Work to be completed: Rewrite the material between the line containing "Target = white trash on ground" and the line containing "x=1236 y=325", inclusive, as a numbered list, leaving out any blank lines.
+ + +
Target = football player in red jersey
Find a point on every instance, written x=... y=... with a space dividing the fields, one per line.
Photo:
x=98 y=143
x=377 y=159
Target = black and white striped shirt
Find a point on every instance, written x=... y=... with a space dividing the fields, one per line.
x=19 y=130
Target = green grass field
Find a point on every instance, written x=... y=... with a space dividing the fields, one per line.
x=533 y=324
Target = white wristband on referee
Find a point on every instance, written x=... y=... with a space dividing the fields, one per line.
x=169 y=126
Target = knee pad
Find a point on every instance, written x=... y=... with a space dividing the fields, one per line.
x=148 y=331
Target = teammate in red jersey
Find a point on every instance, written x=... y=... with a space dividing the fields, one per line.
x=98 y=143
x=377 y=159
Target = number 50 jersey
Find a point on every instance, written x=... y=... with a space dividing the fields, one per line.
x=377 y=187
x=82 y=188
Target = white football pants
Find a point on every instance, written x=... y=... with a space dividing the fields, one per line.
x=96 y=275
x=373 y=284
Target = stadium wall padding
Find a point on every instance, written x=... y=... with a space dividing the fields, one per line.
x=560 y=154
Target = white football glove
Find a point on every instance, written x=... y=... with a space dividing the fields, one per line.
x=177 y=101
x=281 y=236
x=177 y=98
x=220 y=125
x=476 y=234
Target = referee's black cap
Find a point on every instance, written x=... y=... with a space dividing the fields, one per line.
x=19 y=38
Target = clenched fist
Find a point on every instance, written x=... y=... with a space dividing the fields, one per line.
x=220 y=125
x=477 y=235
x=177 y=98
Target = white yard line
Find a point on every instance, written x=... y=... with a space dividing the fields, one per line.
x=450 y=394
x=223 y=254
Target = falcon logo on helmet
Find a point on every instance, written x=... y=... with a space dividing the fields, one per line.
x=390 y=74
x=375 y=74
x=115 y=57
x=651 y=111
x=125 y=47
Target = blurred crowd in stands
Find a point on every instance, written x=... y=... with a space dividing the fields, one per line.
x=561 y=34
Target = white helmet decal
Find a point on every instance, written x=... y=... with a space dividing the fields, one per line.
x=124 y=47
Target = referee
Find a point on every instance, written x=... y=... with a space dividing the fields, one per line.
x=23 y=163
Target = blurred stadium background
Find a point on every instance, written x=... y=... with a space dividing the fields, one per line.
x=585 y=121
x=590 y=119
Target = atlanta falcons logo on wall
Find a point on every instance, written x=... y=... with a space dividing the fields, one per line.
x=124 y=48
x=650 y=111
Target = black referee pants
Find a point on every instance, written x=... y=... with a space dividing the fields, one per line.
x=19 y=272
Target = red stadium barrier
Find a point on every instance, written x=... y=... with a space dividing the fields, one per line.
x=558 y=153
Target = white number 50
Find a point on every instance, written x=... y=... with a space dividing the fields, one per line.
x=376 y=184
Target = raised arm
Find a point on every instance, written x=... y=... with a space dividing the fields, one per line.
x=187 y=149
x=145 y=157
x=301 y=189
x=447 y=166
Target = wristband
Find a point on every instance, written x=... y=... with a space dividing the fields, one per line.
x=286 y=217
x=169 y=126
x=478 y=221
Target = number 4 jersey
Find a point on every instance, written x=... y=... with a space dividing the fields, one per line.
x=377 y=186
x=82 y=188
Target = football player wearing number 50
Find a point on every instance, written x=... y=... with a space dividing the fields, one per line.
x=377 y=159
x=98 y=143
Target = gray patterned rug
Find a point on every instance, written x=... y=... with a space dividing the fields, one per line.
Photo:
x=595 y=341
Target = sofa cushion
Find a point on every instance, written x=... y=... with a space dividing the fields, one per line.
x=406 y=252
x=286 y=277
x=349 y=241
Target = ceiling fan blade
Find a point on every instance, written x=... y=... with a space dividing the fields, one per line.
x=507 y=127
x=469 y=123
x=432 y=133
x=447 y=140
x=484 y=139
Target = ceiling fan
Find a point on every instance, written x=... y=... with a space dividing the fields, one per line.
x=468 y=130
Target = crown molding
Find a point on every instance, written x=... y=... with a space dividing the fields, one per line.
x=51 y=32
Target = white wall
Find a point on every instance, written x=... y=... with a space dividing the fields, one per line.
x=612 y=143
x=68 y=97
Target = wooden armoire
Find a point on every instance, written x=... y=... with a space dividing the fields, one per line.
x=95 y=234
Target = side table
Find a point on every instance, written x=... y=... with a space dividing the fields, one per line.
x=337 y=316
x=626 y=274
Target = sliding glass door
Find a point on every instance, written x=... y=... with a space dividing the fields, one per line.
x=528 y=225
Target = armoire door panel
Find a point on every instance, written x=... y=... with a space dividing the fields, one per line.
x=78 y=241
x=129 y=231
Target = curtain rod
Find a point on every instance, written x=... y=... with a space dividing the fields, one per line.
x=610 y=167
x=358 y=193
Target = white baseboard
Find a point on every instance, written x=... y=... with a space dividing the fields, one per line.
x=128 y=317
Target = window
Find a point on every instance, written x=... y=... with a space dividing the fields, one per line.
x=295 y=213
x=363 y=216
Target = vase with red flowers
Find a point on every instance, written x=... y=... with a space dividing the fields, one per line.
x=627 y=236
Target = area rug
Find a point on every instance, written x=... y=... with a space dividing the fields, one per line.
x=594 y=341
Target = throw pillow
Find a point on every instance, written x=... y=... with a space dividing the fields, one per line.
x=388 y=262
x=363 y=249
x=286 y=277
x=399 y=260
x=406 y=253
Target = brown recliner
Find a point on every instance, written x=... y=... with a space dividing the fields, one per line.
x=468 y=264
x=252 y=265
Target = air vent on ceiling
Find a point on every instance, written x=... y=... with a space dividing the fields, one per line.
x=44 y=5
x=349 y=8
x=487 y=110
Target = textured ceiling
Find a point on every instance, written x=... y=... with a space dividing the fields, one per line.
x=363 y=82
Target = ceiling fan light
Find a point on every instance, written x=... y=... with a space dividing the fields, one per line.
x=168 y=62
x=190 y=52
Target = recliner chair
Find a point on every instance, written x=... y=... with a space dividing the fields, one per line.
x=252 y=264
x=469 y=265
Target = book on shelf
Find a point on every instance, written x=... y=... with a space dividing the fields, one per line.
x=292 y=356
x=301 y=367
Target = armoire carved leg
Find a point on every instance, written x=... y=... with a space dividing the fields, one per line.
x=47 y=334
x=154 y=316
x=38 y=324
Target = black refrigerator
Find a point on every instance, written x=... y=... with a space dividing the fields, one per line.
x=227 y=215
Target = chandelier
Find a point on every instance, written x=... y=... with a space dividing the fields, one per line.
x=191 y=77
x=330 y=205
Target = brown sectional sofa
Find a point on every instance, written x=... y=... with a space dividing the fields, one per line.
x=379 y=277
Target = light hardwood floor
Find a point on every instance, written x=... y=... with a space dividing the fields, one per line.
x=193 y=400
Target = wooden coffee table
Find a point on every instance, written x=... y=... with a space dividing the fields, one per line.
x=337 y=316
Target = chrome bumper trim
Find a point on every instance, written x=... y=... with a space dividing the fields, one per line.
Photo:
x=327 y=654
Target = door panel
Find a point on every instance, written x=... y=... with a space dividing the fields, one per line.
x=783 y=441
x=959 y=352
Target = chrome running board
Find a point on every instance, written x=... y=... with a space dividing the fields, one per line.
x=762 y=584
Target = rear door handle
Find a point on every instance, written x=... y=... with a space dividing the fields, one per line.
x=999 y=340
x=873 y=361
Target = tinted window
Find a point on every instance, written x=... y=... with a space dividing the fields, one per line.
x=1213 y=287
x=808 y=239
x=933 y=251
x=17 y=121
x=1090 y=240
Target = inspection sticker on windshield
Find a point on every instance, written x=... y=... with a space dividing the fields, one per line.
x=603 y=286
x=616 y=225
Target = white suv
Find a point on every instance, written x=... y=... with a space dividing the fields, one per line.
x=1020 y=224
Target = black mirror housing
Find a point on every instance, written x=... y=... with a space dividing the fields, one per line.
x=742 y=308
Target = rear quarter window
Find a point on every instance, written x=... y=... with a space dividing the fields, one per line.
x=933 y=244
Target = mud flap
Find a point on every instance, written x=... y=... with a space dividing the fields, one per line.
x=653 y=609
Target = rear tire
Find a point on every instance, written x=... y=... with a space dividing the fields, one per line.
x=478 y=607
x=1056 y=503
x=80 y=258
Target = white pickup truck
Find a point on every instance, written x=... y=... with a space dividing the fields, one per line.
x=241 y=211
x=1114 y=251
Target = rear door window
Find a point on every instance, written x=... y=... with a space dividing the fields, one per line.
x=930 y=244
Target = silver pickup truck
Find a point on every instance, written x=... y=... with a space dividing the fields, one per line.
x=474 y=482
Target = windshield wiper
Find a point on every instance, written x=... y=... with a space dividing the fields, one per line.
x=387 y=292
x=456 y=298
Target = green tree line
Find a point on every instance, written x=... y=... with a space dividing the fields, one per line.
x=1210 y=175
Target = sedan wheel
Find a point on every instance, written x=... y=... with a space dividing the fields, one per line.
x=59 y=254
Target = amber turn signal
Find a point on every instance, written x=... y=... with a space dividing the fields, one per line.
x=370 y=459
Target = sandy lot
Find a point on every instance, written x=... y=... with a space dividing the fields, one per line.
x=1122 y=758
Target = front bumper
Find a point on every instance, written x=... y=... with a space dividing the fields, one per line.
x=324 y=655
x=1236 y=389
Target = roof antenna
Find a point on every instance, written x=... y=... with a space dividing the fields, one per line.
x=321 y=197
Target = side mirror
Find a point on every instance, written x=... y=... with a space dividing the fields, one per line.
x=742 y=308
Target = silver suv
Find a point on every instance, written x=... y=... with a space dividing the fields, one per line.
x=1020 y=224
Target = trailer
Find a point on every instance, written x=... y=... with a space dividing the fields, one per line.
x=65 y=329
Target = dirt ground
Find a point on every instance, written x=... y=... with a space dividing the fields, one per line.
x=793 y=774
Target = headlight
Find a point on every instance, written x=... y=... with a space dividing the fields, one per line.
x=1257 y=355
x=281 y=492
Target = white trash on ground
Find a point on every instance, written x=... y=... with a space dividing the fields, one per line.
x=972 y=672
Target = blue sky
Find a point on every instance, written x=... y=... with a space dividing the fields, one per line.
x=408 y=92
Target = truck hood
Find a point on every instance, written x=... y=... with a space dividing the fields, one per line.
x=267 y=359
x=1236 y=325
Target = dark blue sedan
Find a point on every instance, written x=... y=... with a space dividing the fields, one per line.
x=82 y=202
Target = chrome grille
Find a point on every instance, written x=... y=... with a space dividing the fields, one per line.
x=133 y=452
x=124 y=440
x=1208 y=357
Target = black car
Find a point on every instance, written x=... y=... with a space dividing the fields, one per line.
+ + +
Reply:
1. Target = white trash on ground
2. Find a point on every instance, written x=... y=... with a space dividing the fields, one per line.
3. x=972 y=672
4. Target = blue sky
5. Find a point on every instance, written x=... y=... with a space dividing the fields, one per line.
6. x=408 y=92
7. Target = truck hood
8. Find a point on every instance, written x=... y=... with a space dividing the fields, one per line.
9. x=267 y=359
10. x=1236 y=325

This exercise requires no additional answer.